Provided text:
****************************************

During this period, the emerging landlord class was transitioning to become the national bourgeoise, recently doing so in increasing numbers; They demanded the development of new businesses and industries be guaranteed without feudal rule being changed. Their power remained weak, unable to advocate for revolution within the government.

The power of the bureaucratic comprador class – also the result of separation from the landlord class – due to being fostered following imperialist encroachment thus increased. Imperialist lackey’s increasingly emerged within the nation. The petty bourgeoisie was typically unsatisfied with the feudal rule of the landlord class but had not the revolutionary organizations or platform of the bourgeoisie. Therefore, the platform provided by the reform movement was able to receive widespread reaction and support from the petty bourgeoisie. Societal change in class relations impacted changes within the internal Qing rule, represented by how the most conservative and stubborn Empress Cixi continued to resist any change, yet Weng TongHe and Zhang ZhiDong who wanted reform to continue consolidating the unity of the Qing. However, as Weng TongHe was close with Empress Cixi, he immediately found an excuse to disagree with “A Study of Confucius as a Reformer of Institutions” and terminate his association with the reform bloc after realizing Empress Cixin was determined to preserve the old system. The reform and westernization factions further split, and the struggle between the reformists and conservatives became further evident, best seen by the conflict between the Emperor’s party and empress.

(I) Background
1. Increased threat to the Chinese people and rise of revolution post Sino-Japanese War

Following the Sino-Japanese War the “Treaty of Shimonoseki” was enforced, symbolising the Great Power’s encroachment into China entering the imperialist phase. The Treaty of Shimonoseki stipulated Japan’s rights to operating factories in China. Capitalism in Japan at that time had yet to develop into the imperialist phase, and did not possess large amounts of surplus capital available to export. Nonetheless western imperialist nations used the consequences of the Sino-Japanese War to fracture and plunder China. They commenced economic encroachment – scrambling for the rights to build railways and mine, establish factories, set up numerous banks to control the nation’s business, granting the Qing government large loans, while also making political investments. From 1894 to 1898, the external debt of the Qing government loaned from the four nations of England, Germany, Russia, and France reached 370 million taels. At the same time, they openly divided China into ‘spheres of influence’, seizing so called ‘concessions’ as their points of encroachment. This type of imperialism gradually controlled China’s lifeline, sequentially dominating China’s feudal regime, while causing the clash between imperialism and Chinese citizenry to grow sharper by the day.

****************************************

Entries shown:
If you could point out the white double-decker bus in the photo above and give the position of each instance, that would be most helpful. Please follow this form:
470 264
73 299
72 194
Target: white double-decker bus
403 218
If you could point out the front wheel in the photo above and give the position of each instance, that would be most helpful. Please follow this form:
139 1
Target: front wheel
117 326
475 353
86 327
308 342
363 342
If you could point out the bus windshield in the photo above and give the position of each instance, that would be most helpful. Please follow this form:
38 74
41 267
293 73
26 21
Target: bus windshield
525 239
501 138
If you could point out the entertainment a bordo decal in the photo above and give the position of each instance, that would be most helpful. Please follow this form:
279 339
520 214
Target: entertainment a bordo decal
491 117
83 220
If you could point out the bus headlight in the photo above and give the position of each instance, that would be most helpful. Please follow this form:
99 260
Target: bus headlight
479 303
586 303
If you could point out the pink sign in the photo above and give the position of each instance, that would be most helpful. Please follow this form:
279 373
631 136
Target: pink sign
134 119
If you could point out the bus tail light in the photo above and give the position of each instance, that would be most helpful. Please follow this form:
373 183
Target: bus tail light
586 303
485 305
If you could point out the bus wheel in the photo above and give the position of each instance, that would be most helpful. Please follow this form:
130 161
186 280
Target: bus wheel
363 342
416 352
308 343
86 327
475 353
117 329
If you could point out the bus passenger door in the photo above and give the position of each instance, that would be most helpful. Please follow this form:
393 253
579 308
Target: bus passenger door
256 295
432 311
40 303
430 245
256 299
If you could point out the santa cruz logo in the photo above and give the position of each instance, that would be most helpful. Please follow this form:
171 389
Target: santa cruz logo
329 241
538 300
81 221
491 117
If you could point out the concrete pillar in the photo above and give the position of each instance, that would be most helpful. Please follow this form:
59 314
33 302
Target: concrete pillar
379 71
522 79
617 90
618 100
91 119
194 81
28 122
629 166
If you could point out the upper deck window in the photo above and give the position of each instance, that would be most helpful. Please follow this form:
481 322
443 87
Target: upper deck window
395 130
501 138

****************************************

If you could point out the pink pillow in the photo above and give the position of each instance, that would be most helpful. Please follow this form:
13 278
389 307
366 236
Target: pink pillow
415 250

****************************************

Requests:
• 1. Based on the text about class change and foreign encroachment in late Qing China, is each statement true? Answer yes or no, and quote the words of the text that decide it.
(a) From 1894 to 1898, the Qing government's external debt to England, Germany, Russia, and France reached 370 million taels.
(b) The Treaty of Shimonoseki gave Japan rights to operate factories in China.
(c) The petty bourgeoisie had revolutionary organizations of its own.
• 2. Go on with the text about class change and foreign encroachment in late Qing China, starting after its last sentence.

Expected outputs:
• 1.
(a) Yes: "From 1894 to 1898, the external debt of the Qing government loaned from the four nations of England, Germany, Russia, and France reached 370 million taels."
(b) Yes: "The Treaty of Shimonoseki stipulated Japan’s rights to operating factories in China."
(c) No: "had not the revolutionary organizations or platform of the bourgeoisie"

• 2.
Germany encroached on Shandong, Tsarist Russia’s influence included the northeast. The UK was the most aggressive, not only controlling southern China and the Yangtze river basin but also entered Tibet, and France’s influence was in Yunnan, Guanxi and Guangdong. Then, the UK controlled the largest expanse of area, had the most influence on politics and held China’s customs authority. Japan already occupied the Chinese territory of Taiwan and had made Fujian part of its sphere of influence. Japan evidentially had conflicting interests with Russia, France and Germany stemming from the Triple Intervention, which mainly was a conflict between the UK and Russia. Thus this eventually developed into a union between the UK, America and Japan against Tsarist Russia. By the First Sino-Japanese War, American capitalists had already arranged joint venture companies and entered into the competition for railways. Prior to the Spanish-American War, right before China was about to be split into spheres of influence under by imperialism, the United States had been busy competing with Spain in the West Indies and Philippine colonies, hence was unable to diver power towards China and snatch up areas. However, the purpose of competing over the main railway line of China not only passively undermined other imperialist spheres of influence, but also could actively utilise other spheres of influence to serve themselves. After joint venture‘s failed to obtain rights to the Luhan road (Jinghan road), they obtained the rights to Yuehan road in 1898. Although the United States did not gain a sphere of influence, their plan to encroach on China’s heartland is worth a note.

As can be seen from above, the imperialist nations did have conflicting interests, but for the sake of collectively intruding into China, ensure profits, and avoiding competition, global financial capitalism was cooperative. As exemplified by the United States’ joint venture company working with the UK through their Anglo-Chinese companies, this represents how under the intensification of imperialism entering China, they undertook the means to achieve coordination. The gradual process of the Great Powers partition of China commenced from Germany’s expansion into the Shandong peninsula in 1898. As the UK’s then Foreign Secretary Salisbury once declared, “There are two groups of nationalities in this world, those that will live and the others that will die a quick death. Such as Turkey and China, whom everyone is carving up.”. Imperialism was merciless in this way.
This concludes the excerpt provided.